● **Task prompt**
In the listing below, find the line containing "Question: locate the car window" and the line containing "Question: locate the red". Repeat exactly those two lines and every line between them, nothing more.
--------------------
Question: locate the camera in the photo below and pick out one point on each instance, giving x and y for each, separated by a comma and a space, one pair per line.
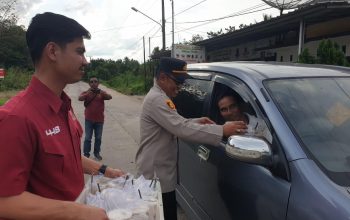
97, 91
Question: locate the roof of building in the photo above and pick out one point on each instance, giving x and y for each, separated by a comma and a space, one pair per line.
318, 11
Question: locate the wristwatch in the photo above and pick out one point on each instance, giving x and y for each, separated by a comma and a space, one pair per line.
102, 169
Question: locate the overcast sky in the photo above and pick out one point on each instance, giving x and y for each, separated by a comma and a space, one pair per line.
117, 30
--------------------
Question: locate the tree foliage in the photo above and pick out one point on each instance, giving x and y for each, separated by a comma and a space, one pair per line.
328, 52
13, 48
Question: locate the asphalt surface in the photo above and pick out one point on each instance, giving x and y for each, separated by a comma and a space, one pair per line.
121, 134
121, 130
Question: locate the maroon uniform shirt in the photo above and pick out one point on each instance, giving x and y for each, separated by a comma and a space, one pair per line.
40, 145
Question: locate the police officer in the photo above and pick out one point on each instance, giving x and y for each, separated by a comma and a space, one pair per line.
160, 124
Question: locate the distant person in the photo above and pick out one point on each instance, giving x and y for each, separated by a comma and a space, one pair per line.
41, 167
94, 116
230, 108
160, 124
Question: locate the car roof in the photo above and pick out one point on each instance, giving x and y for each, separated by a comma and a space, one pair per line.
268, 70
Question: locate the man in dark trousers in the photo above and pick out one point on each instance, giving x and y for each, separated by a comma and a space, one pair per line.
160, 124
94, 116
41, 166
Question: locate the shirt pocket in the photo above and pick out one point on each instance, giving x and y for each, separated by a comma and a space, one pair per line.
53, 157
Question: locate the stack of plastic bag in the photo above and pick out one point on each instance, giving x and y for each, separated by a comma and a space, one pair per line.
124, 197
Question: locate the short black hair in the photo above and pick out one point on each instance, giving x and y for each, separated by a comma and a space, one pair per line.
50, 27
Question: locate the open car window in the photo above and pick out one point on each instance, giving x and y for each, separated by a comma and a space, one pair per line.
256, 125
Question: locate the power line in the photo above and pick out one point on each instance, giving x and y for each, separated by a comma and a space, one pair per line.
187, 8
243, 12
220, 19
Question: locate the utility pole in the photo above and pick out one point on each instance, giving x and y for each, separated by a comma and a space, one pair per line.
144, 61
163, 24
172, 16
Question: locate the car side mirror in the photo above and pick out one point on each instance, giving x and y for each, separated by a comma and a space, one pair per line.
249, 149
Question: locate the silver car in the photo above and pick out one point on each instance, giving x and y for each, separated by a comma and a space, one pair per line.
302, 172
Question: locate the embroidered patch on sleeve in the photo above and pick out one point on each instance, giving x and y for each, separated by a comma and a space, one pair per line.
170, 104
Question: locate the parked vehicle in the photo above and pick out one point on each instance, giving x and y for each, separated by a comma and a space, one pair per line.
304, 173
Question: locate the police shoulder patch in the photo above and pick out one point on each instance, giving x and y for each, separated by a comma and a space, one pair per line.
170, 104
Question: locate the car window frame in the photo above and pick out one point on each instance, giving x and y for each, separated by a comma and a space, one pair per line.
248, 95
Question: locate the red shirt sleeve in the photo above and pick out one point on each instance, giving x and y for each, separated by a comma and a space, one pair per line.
--------------------
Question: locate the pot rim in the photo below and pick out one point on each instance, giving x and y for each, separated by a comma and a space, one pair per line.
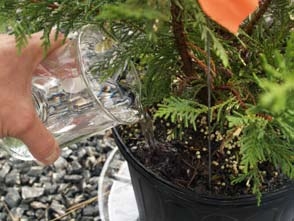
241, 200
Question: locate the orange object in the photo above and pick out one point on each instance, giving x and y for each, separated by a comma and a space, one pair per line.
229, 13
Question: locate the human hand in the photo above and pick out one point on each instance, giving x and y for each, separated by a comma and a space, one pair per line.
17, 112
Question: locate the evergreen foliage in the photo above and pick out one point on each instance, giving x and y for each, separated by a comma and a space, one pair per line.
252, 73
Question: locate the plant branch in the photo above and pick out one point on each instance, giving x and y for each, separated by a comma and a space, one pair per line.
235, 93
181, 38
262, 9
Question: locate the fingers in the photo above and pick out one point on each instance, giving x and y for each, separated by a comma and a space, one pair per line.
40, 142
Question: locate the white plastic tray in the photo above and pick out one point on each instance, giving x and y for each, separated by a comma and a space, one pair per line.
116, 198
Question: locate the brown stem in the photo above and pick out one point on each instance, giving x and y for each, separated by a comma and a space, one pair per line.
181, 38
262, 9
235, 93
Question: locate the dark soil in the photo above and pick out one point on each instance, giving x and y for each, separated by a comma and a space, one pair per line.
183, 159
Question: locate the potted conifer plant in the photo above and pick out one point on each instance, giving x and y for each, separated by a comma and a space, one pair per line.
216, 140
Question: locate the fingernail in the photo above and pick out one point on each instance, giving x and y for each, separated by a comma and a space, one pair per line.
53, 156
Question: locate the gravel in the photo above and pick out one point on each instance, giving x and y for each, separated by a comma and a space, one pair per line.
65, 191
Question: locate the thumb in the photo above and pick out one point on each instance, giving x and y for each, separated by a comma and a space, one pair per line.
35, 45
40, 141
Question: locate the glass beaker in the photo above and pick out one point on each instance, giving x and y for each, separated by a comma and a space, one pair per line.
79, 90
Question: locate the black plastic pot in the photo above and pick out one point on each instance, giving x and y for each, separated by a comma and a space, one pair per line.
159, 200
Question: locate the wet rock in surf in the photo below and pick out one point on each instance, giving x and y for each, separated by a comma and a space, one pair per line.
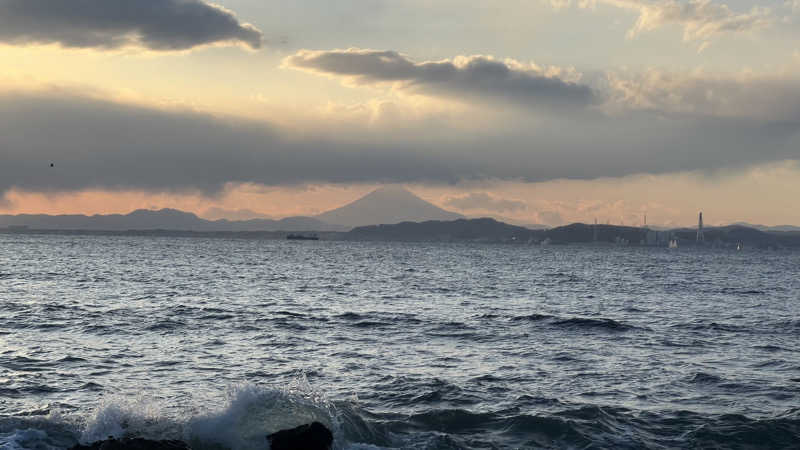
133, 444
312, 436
--------------------
● **Result for this exercise**
Question: locate the car window frame in the photo above and pick out one point on each instance, giving x and y for each, separated by a comma and a space, one pair per line.
248, 95
Question: locate the red shirt sleeve in the photo above and pick out one point on each instance, giving x and y for each, separated by a comma and a space, one pair per line.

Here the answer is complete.